◆ **Provided text**
Wednesday, June 18, 2008

Sexual Preference and Brain Makeup


There's an interesting piece from Time about physical differences between the heterosexual and homosexual brain. It seems that those after women-- heterosexual males and homosexual women-- had brains that were mildly asymmetrical. Those after men-- homosexual males and heterosexual females-- had brains that were more symmetrical. The impact here, though the biology types here may have something more of substance to say, is that it's not just regions of the brain devoted to reproduction and sexuality that seem to play a role.

Taken at face value, this study strikes me as something that could then be a predictor of sexual preference, possibly before birth. Again, I'm not a biology expert, but I'd suspect brain asymmetries would exist from a very young age. Insofar that people have preferences about these things-- and I think it's a fair assumption to say that some people do-- then this could well lead further down the path of gene selection and choosing for yourself a child with characteristics you prefer. Without starting a holy war, I'm tentatively for gene selection, though could well be swayed with a convincing argument. I think you'd make the same arguments for gene selection of children that you'd make for coercing them to eat their vegetables, though part of your gene selection decision helps form the preference set by which you are supposed to be acting on their behalf. Yikes. Would you then have to play by some overarching set of preferences above both you and your child? This gets messy very quickly.

Interesting, too, was the part at the end concerning tendencies of men for younger partners, regardless of sexual orientation, and the opposite in women, again regardless of sexual preference. Once more, taken at face value, doesn't this lend towards a stable (unstable) equilibrium for heterosexual (homosexual) relationships?

1 comment:

Unknown said...

Just a couple of points.

Keep in mind causation vs. correlation. The environment can clearly have a massive effect on brain physiology. The brain asymmetries may not "exist from a very young age" as you suspect. The stress from being homosexual could in theory have similar effects.

However brain differences between homo and heterosexuals clearly exist. This has been shown repeatedly. There is also some intriguing research on the genetics and evolutionary stability of homosexuality here:
http://sciencenow.sciencemag.org/cgi/content/full/2008/618/1
In brief, the genes that might make men more likely to be homosexual may also make women more fertile. So a poor evolutionary trait (homosexuality) is balanced by a good evolutionary trait (increased fertility).

I'm not going to touch genetic screening here. It does already occur, however. IVF parents at some clinics can choose the sex of their child.

Your last point has been covered by evolutionary types. The key here is that humans are biologically polygamous. In an evolutionary perspective, men want young women because they are better able to care for young, thus increasing the chance of passing on their genes. Men who are older have shown their fitness and good genes by being able to survive for so long. Women want those good genes. Age doesn't matter cause men don't help raise the child.

◆ **Available data**

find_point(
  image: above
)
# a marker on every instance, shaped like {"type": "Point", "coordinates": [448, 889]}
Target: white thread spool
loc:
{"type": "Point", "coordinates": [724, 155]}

◆ **Prompt**
Transcribe the passage of the post on sexual preference and brain makeup that begins with the words containing "Unknown said..." and ends with "trait (increased fertility).".

◆ **Finished exercise**
Unknown said...

Just a couple of points.

Keep in mind causation vs. correlation. The environment can clearly have a massive effect on brain physiology. The brain asymmetries may not "exist from a very young age" as you suspect. The stress from being homosexual could in theory have similar effects.

However brain differences between homo and heterosexuals clearly exist. This has been shown repeatedly. There is also some intriguing research on the genetics and evolutionary stability of homosexuality here:
http://sciencenow.sciencemag.org/cgi/content/full/2008/618/1
In brief, the genes that might make men more likely to be homosexual may also make women more fertile. So a poor evolutionary trait (homosexuality) is balanced by a good evolutionary trait (increased fertility).